**** Supplied passage ****

To investigate the stability of the oscillator, combined with the fact that the loop gain transfer function is improper, i.e., has a zero at DC, the inverse-Nyquist plot is required for the five different capacitance load conditions. In the case of loads of 100 pF to 400 pF, the loop gain reveals 2 complex pair zeros in the RHP. Thus, for oscillation, the inverse-Nyquist plot must not encompass the critical point 1+j0.  However, in the case of a load capacitance of 500 pF, one can see from Fig. 10.26(b) that the zeros move over into the LHP.  So, to maintain oscillation, the inverse-Nyquist plot should encompass the critical point.  An AC analysis was performed, and the inverse-Nyquist plot is displayed in Fig. 10.27.  For all five load conditions, the critical point is never encircled.  Thus, for loads as high as 400 pF, oscillation will occur.  However, for a load capacitance of 500 pF, oscillation will not occur.  Somewhere in between 400 pF and 500 pF would be threshold between oscillation and no oscillation.  Repeating the previous analysis reveals this threshold to occur around capacitance loads of about 445 pF.

****

■ Task statement:
In the passage on oscillator stability, at roughly what load capacitance does the threshold between oscillation and no oscillation fall?

**** Extracted entries ****

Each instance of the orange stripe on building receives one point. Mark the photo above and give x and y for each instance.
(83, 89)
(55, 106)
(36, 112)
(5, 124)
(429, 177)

****

■ Task result:
About 445 pF.